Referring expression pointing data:
- - -

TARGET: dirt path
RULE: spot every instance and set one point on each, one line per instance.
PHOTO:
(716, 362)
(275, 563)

- - -

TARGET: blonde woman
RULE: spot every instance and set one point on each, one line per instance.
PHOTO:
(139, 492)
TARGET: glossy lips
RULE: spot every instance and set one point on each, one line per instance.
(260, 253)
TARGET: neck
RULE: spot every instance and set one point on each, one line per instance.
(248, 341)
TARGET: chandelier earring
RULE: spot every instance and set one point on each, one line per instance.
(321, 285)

- - -

Extract all lines from the data in which "TARGET" is found.

- ANSWER TO THIS EXERCISE -
TARGET: dirt path
TARGET: blonde woman
TARGET: glossy lips
TARGET: neck
TARGET: chandelier earring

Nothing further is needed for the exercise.